Find every line below that contains the word "wave" and copy it out.

(Saved entries)
——————————
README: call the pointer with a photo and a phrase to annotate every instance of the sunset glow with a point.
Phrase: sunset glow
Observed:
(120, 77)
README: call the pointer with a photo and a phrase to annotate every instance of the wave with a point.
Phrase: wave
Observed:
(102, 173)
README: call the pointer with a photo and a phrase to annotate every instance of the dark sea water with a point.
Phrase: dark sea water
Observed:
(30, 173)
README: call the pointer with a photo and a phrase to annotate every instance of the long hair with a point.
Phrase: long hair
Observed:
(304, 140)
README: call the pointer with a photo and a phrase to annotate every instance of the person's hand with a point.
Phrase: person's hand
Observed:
——————————
◆ **RESPONSE**
README: call the pointer with a photo and a phrase to annotate every instance of the wave with a point.
Phrase: wave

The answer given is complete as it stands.